=== Problem statement ===
Extract the items verbatim, beginning at the start of the items and ending after the line that contains "784), (757, 779)]". Leave the pictures out of your answer.

=== Data for this exercise ===
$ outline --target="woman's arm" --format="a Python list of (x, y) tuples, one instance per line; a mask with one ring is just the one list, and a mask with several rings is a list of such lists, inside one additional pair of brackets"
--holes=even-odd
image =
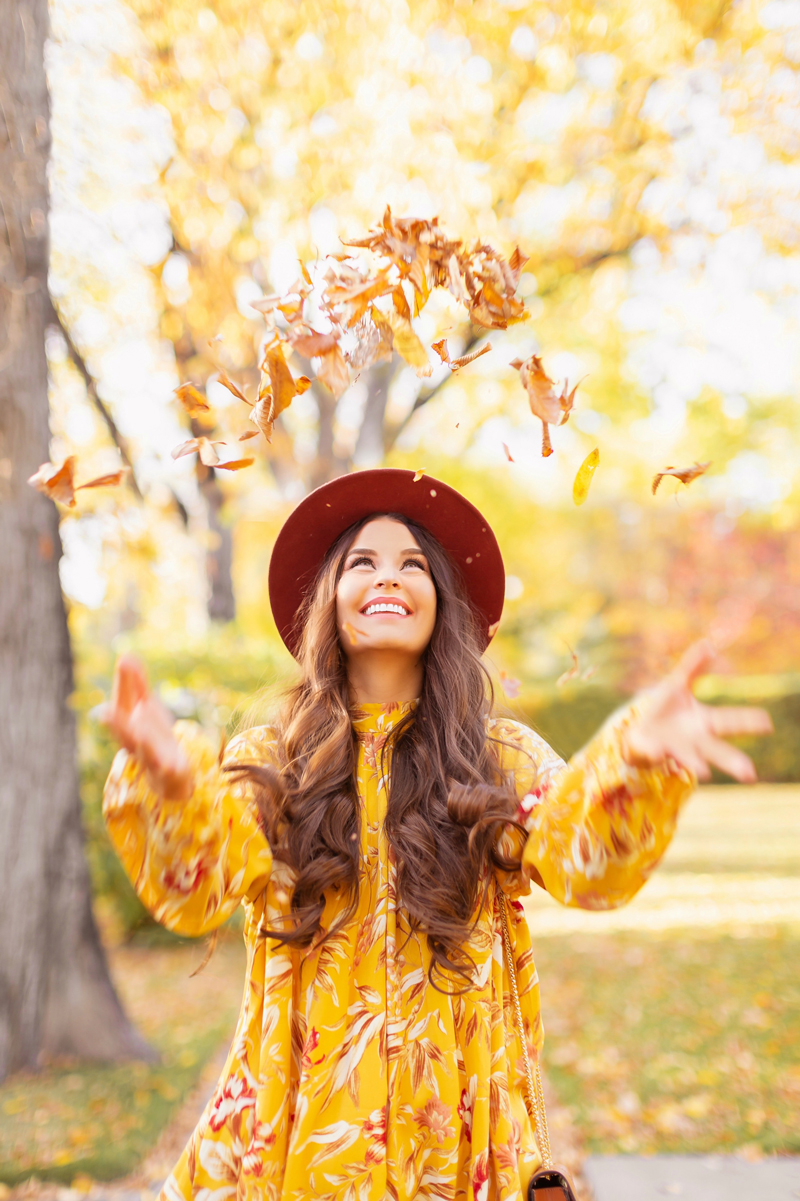
[(271, 854), (252, 796), (223, 769), (269, 758), (265, 731), (223, 761), (192, 723), (172, 725), (142, 667), (120, 661), (107, 716), (123, 749), (103, 793), (108, 831), (143, 903), (180, 934), (221, 925), (267, 884)]
[(764, 710), (716, 709), (692, 694), (714, 650), (692, 647), (652, 692), (615, 713), (562, 764), (541, 739), (520, 745), (519, 820), (529, 831), (523, 866), (557, 901), (609, 909), (629, 901), (675, 832), (677, 814), (709, 764), (756, 778), (753, 764), (722, 735), (771, 730)]

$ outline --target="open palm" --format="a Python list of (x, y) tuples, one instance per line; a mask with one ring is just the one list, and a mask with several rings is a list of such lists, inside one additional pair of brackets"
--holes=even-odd
[(172, 733), (172, 717), (131, 655), (117, 662), (105, 721), (117, 741), (139, 758), (156, 791), (175, 799), (191, 795), (191, 766)]
[(752, 759), (726, 739), (772, 733), (765, 709), (745, 705), (703, 705), (692, 693), (694, 681), (705, 675), (716, 657), (708, 640), (686, 651), (677, 667), (645, 695), (640, 716), (625, 737), (625, 758), (637, 767), (674, 759), (709, 779), (718, 767), (741, 784), (757, 779)]

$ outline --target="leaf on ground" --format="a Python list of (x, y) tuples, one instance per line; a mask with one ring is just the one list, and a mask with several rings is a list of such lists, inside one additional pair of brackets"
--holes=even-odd
[(175, 388), (174, 392), (184, 412), (189, 417), (201, 417), (203, 413), (210, 413), (211, 406), (193, 383), (181, 383), (180, 388)]
[(671, 476), (674, 479), (680, 479), (681, 484), (691, 484), (699, 476), (705, 476), (710, 466), (711, 461), (709, 460), (709, 462), (695, 462), (693, 467), (664, 467), (663, 471), (652, 477), (652, 495), (656, 495), (664, 477)]
[(583, 504), (589, 496), (589, 488), (598, 462), (599, 449), (595, 447), (593, 450), (589, 452), (575, 474), (575, 482), (572, 485), (572, 498), (575, 504)]

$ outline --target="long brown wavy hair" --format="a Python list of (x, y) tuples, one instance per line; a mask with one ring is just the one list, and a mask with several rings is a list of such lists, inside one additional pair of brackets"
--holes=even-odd
[[(460, 978), (464, 986), (447, 991), (464, 991), (474, 967), (466, 943), (485, 904), (490, 871), (520, 867), (496, 847), (501, 829), (518, 824), (518, 799), (486, 735), (491, 681), (458, 572), (425, 528), (394, 513), (375, 516), (390, 516), (411, 531), (437, 598), (419, 701), (392, 734), (384, 831), (398, 870), (398, 903), (408, 915), (410, 937), (416, 931), (428, 937), (431, 984), (438, 987), (434, 973), (452, 984)], [(274, 723), (276, 766), (239, 769), (256, 785), (274, 858), (294, 878), (289, 922), (264, 933), (300, 948), (324, 942), (358, 906), (357, 740), (336, 631), (336, 586), (356, 534), (370, 520), (351, 526), (332, 545), (300, 610), (302, 679)], [(321, 930), (327, 890), (346, 897), (330, 931)]]

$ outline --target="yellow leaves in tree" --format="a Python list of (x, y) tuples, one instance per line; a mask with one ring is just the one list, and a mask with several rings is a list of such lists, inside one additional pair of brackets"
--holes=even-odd
[(665, 476), (680, 479), (681, 484), (691, 484), (692, 480), (698, 479), (699, 476), (705, 476), (710, 466), (711, 462), (709, 461), (695, 462), (693, 467), (664, 467), (663, 471), (659, 471), (657, 476), (652, 477), (652, 495), (656, 495), (658, 485)]
[(38, 471), (29, 478), (28, 483), (37, 492), (49, 496), (52, 501), (58, 501), (59, 504), (66, 504), (73, 509), (76, 506), (76, 492), (85, 488), (115, 488), (123, 483), (127, 474), (127, 467), (120, 467), (119, 471), (112, 471), (106, 476), (96, 476), (95, 479), (88, 479), (85, 484), (76, 484), (74, 472), (77, 464), (78, 459), (73, 454), (67, 455), (60, 467), (56, 467), (52, 462), (43, 462)]
[(592, 482), (595, 471), (597, 470), (597, 464), (599, 462), (599, 450), (595, 447), (590, 450), (580, 467), (578, 468), (578, 474), (575, 476), (575, 482), (572, 485), (572, 498), (575, 504), (583, 504), (589, 496), (589, 488)]
[(531, 354), (529, 359), (514, 359), (511, 366), (519, 371), (531, 412), (542, 422), (542, 458), (547, 459), (553, 454), (549, 426), (563, 425), (569, 420), (578, 384), (569, 392), (569, 383), (565, 380), (561, 392), (557, 392), (538, 354)]
[(479, 351), (472, 351), (470, 354), (461, 354), (459, 358), (452, 359), (450, 352), (447, 348), (447, 339), (442, 339), (441, 342), (434, 342), (431, 346), (432, 351), (436, 351), (442, 363), (447, 363), (450, 371), (458, 371), (459, 368), (465, 368), (467, 363), (474, 363), (479, 359), (482, 354), (488, 354), (491, 349), (491, 342), (486, 342), (482, 346)]
[[(223, 383), (223, 381), (220, 380), (220, 383)], [(225, 387), (227, 388), (228, 383)], [(233, 392), (233, 389), (231, 390)], [(211, 410), (203, 393), (193, 383), (181, 383), (180, 388), (175, 388), (175, 396), (189, 417), (202, 417)]]

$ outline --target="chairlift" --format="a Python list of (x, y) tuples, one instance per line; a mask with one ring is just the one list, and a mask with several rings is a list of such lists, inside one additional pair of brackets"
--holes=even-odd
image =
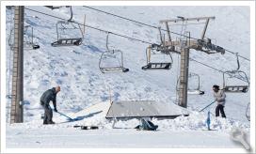
[[(71, 8), (71, 18), (68, 21), (58, 21), (56, 23), (56, 41), (51, 43), (53, 47), (59, 46), (79, 46), (82, 44), (84, 34), (78, 23), (72, 21), (72, 9)], [(77, 35), (79, 32), (80, 36)], [(72, 35), (71, 38), (70, 36)]]
[(24, 26), (24, 49), (40, 49), (40, 45), (34, 42), (33, 27), (31, 25)]
[[(188, 83), (190, 83), (191, 82), (190, 80), (193, 79), (193, 78), (196, 79), (196, 85), (197, 85), (197, 86), (194, 87), (194, 88), (191, 88), (191, 87), (188, 86), (187, 87), (187, 94), (190, 94), (190, 95), (203, 95), (204, 91), (200, 90), (200, 75), (196, 74), (196, 73), (190, 72), (188, 74)], [(179, 84), (180, 84), (180, 77), (177, 80), (176, 91), (179, 91)]]
[[(165, 45), (165, 37), (161, 33), (161, 27), (158, 27), (161, 44), (152, 44), (146, 49), (147, 65), (141, 69), (170, 69), (173, 59), (170, 54), (171, 52), (175, 52), (174, 46)], [(159, 56), (160, 55), (160, 56)], [(157, 57), (158, 56), (158, 57)], [(157, 60), (152, 60), (152, 57)], [(165, 61), (164, 61), (165, 60)]]
[[(191, 88), (188, 86), (187, 88), (187, 94), (194, 94), (194, 95), (203, 95), (204, 91), (200, 90), (200, 75), (196, 74), (196, 73), (189, 73), (188, 75), (188, 80), (192, 79), (192, 78), (196, 78), (196, 83), (197, 83), (197, 87), (195, 88)], [(191, 81), (189, 82), (191, 83)]]
[[(245, 71), (239, 70), (240, 63), (238, 54), (236, 54), (237, 58), (237, 69), (228, 70), (223, 72), (223, 90), (230, 93), (247, 93), (249, 87), (249, 81), (248, 79), (247, 73)], [(228, 76), (227, 76), (228, 75)], [(230, 85), (228, 80), (233, 80), (234, 78), (243, 81), (243, 85)]]
[[(34, 42), (34, 33), (31, 25), (25, 25), (24, 27), (24, 50), (36, 50), (40, 49), (40, 45)], [(11, 50), (14, 48), (14, 29), (10, 29), (10, 35), (8, 38), (8, 45)]]
[(120, 50), (109, 50), (108, 36), (106, 36), (106, 51), (101, 55), (99, 68), (103, 73), (105, 72), (127, 72), (129, 69), (123, 67), (123, 54)]
[(248, 120), (250, 121), (250, 106), (249, 106), (249, 102), (248, 103), (248, 107), (247, 107), (247, 111), (246, 111), (246, 116), (247, 116)]
[[(173, 63), (172, 56), (168, 51), (159, 50), (159, 45), (152, 44), (146, 49), (146, 56), (147, 56), (147, 65), (143, 66), (141, 69), (143, 70), (147, 69), (170, 69), (171, 65)], [(167, 62), (163, 62), (163, 58), (157, 62), (152, 62), (152, 57), (161, 55), (168, 58)]]

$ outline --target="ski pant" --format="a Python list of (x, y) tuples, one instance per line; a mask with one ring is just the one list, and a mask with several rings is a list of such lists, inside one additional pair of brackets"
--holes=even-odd
[(226, 115), (224, 112), (224, 106), (221, 104), (218, 104), (216, 108), (216, 116), (219, 116), (219, 112), (220, 112), (222, 117), (226, 117)]
[(53, 121), (53, 110), (50, 105), (42, 105), (44, 109), (43, 123), (48, 124)]

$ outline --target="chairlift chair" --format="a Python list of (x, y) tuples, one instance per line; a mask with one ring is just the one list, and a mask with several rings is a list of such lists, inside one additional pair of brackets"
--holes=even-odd
[[(10, 35), (8, 38), (8, 45), (11, 50), (14, 48), (14, 29), (10, 29)], [(25, 25), (24, 28), (24, 50), (36, 50), (40, 49), (40, 45), (34, 42), (33, 27), (31, 25)]]
[(197, 87), (196, 88), (190, 88), (188, 87), (187, 89), (187, 94), (194, 94), (194, 95), (203, 95), (204, 94), (204, 91), (201, 91), (200, 90), (200, 75), (199, 74), (196, 74), (196, 73), (189, 73), (188, 75), (188, 80), (189, 78), (193, 78), (193, 77), (196, 77), (196, 80), (197, 80)]
[[(152, 62), (152, 56), (156, 54), (162, 54), (168, 58), (168, 62)], [(170, 52), (168, 50), (161, 50), (159, 45), (152, 44), (146, 49), (146, 56), (147, 56), (147, 65), (143, 66), (141, 69), (143, 70), (147, 69), (170, 69), (173, 59), (170, 54)], [(163, 59), (162, 59), (163, 60)]]
[[(195, 77), (196, 80), (197, 80), (197, 87), (195, 88), (190, 88), (188, 87), (187, 88), (187, 94), (190, 94), (190, 95), (203, 95), (204, 94), (204, 91), (201, 91), (200, 90), (200, 75), (199, 74), (196, 74), (196, 73), (192, 73), (190, 72), (189, 75), (188, 75), (188, 81), (189, 81), (189, 78), (193, 78)], [(176, 85), (176, 91), (179, 91), (179, 84), (180, 84), (180, 77), (178, 78), (177, 80), (177, 85)]]
[[(34, 33), (33, 33), (33, 27), (31, 25), (24, 26), (24, 49), (40, 49), (40, 45), (36, 44), (34, 42)], [(31, 33), (31, 34), (30, 34)]]
[[(228, 70), (223, 72), (223, 90), (225, 92), (230, 92), (230, 93), (247, 93), (249, 87), (249, 81), (248, 79), (247, 73), (245, 71), (239, 70), (240, 63), (238, 59), (238, 54), (236, 54), (236, 57), (237, 57), (237, 66), (238, 66), (237, 69)], [(232, 80), (234, 78), (243, 81), (245, 84), (230, 85), (227, 83), (228, 80)]]
[[(56, 41), (51, 43), (53, 47), (59, 46), (79, 46), (82, 44), (84, 34), (78, 23), (72, 21), (72, 10), (71, 8), (71, 18), (68, 21), (58, 21), (56, 23)], [(81, 36), (77, 37), (74, 32), (79, 32)], [(69, 35), (69, 36), (67, 36)], [(73, 35), (73, 37), (70, 37)]]
[[(76, 31), (77, 29), (80, 30), (81, 37), (77, 38), (64, 38), (67, 35), (68, 31)], [(74, 23), (69, 21), (58, 21), (56, 23), (56, 38), (57, 40), (53, 42), (51, 45), (53, 47), (59, 47), (59, 46), (79, 46), (82, 44), (83, 41), (83, 33), (78, 25), (78, 28), (74, 26)]]
[(106, 51), (101, 55), (99, 69), (105, 72), (127, 72), (129, 69), (123, 67), (123, 54), (120, 50), (109, 50), (108, 35), (106, 36)]

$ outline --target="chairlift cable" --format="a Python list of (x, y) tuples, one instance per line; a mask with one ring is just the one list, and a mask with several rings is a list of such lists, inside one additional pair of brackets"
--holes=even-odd
[[(135, 21), (135, 20), (132, 20), (132, 19), (129, 19), (129, 18), (126, 18), (126, 17), (121, 17), (121, 16), (119, 16), (119, 15), (116, 15), (116, 14), (113, 14), (113, 13), (110, 13), (110, 12), (106, 12), (106, 11), (104, 11), (104, 10), (101, 10), (101, 9), (97, 9), (97, 8), (93, 8), (91, 7), (88, 7), (88, 6), (83, 6), (84, 8), (88, 8), (89, 9), (93, 9), (93, 10), (96, 10), (96, 11), (99, 11), (99, 12), (103, 12), (103, 13), (105, 13), (105, 14), (108, 14), (108, 15), (111, 15), (111, 16), (114, 16), (114, 17), (118, 17), (118, 18), (120, 18), (120, 19), (123, 19), (123, 20), (127, 20), (127, 21), (130, 21), (130, 22), (134, 22), (134, 23), (139, 23), (139, 24), (142, 24), (142, 25), (146, 25), (146, 26), (149, 26), (149, 27), (152, 27), (152, 28), (158, 28), (157, 26), (154, 26), (154, 25), (151, 25), (151, 24), (148, 24), (148, 23), (141, 23), (141, 22), (137, 22), (137, 21)], [(166, 31), (168, 32), (166, 29), (161, 29), (163, 31)], [(169, 33), (172, 33), (172, 34), (175, 34), (175, 35), (178, 35), (178, 36), (181, 36), (181, 34), (177, 33), (177, 32), (173, 32), (173, 31), (169, 31)], [(193, 38), (193, 37), (189, 37), (189, 36), (186, 36), (186, 35), (182, 35), (183, 37), (184, 38), (193, 38), (193, 39), (196, 39), (198, 40), (199, 38)], [(236, 53), (233, 53), (230, 50), (227, 50), (227, 49), (224, 49), (226, 52), (230, 53), (230, 54), (236, 54)], [(242, 55), (239, 55), (239, 57), (245, 59), (245, 60), (248, 60), (248, 61), (250, 61), (250, 59), (245, 57), (245, 56), (242, 56)]]
[[(57, 17), (57, 16), (54, 16), (54, 15), (51, 15), (51, 14), (48, 14), (48, 13), (44, 13), (44, 12), (41, 12), (41, 11), (38, 11), (38, 10), (35, 10), (35, 9), (31, 9), (31, 8), (24, 8), (24, 9), (27, 9), (27, 10), (30, 10), (30, 11), (33, 11), (33, 12), (37, 12), (37, 13), (40, 13), (40, 14), (43, 14), (43, 15), (46, 15), (46, 16), (49, 16), (49, 17), (52, 17), (52, 18), (56, 18), (56, 19), (59, 19), (59, 20), (65, 20), (65, 19), (63, 19), (63, 18), (60, 18), (60, 17)], [(78, 24), (81, 24), (81, 25), (84, 25), (84, 26), (87, 26), (87, 27), (91, 28), (91, 29), (94, 29), (94, 30), (101, 31), (101, 32), (111, 33), (111, 34), (113, 34), (113, 35), (121, 37), (121, 38), (128, 38), (128, 39), (139, 41), (139, 42), (146, 43), (146, 44), (154, 44), (154, 43), (152, 43), (152, 42), (149, 42), (149, 41), (145, 41), (145, 40), (134, 38), (131, 38), (131, 37), (127, 37), (127, 36), (124, 36), (124, 35), (120, 35), (120, 34), (118, 34), (118, 33), (113, 33), (113, 32), (110, 32), (110, 31), (103, 30), (103, 29), (100, 29), (100, 28), (97, 28), (97, 27), (94, 27), (94, 26), (90, 26), (90, 25), (87, 25), (87, 24), (82, 24), (82, 23), (76, 23), (76, 22), (73, 22), (73, 23), (78, 23)], [(239, 56), (241, 57), (241, 55), (239, 55)], [(244, 57), (243, 57), (243, 58), (244, 58)], [(189, 58), (189, 59), (192, 60), (192, 61), (195, 61), (195, 62), (197, 62), (197, 63), (199, 63), (199, 64), (201, 64), (201, 65), (203, 65), (203, 66), (205, 66), (205, 67), (208, 67), (208, 68), (210, 68), (210, 69), (215, 69), (215, 70), (217, 70), (217, 71), (219, 71), (219, 72), (222, 72), (222, 73), (224, 72), (223, 70), (220, 70), (220, 69), (216, 69), (216, 68), (214, 68), (214, 67), (211, 67), (211, 66), (209, 66), (209, 65), (207, 65), (207, 64), (204, 64), (204, 63), (202, 63), (202, 62), (197, 61), (197, 60), (195, 60), (195, 59), (193, 59), (193, 58)], [(249, 61), (249, 59), (247, 59), (247, 60)], [(237, 78), (237, 77), (236, 77), (236, 78)], [(240, 79), (240, 78), (237, 78), (237, 79), (242, 80), (242, 79)], [(242, 80), (242, 81), (244, 81), (244, 80)]]

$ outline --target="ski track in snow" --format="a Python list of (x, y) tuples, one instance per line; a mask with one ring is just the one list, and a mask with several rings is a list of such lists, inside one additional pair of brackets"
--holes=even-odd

=== Task result ===
$ outline --target="woman's arm" --format="a Python list of (x, y) tuples, one instance per line; a mask with one ring is just the one list, and a mask with several rings is a list of such lists, inside one additional pair of brackets"
--holes=even-odd
image =
[(271, 854), (252, 796), (223, 769), (269, 758), (265, 731), (223, 761), (192, 723), (172, 725), (142, 667), (120, 661), (107, 716), (123, 749), (103, 793), (108, 831), (143, 903), (180, 934), (221, 925), (267, 884)]
[(764, 710), (716, 709), (692, 694), (714, 650), (692, 647), (652, 692), (615, 713), (562, 764), (541, 739), (520, 745), (519, 820), (529, 831), (523, 866), (557, 901), (609, 909), (629, 901), (675, 832), (677, 814), (709, 764), (756, 778), (753, 764), (722, 735), (771, 730)]

$ outline --target="open palm" --format="a Python list of (x, y) tuples, one instance per line; a mask with one ring is just the one list, and a mask with several rings is a list of such lists, inside one additional pair of brackets"
--holes=even-odd
[(172, 733), (172, 717), (131, 655), (117, 662), (105, 721), (117, 741), (139, 758), (156, 791), (175, 799), (191, 795), (191, 766)]
[(752, 759), (726, 739), (772, 733), (765, 709), (745, 705), (703, 705), (692, 693), (694, 681), (705, 675), (716, 657), (708, 640), (686, 651), (677, 667), (645, 695), (640, 716), (625, 737), (625, 758), (637, 767), (674, 759), (709, 779), (718, 767), (741, 784), (757, 779)]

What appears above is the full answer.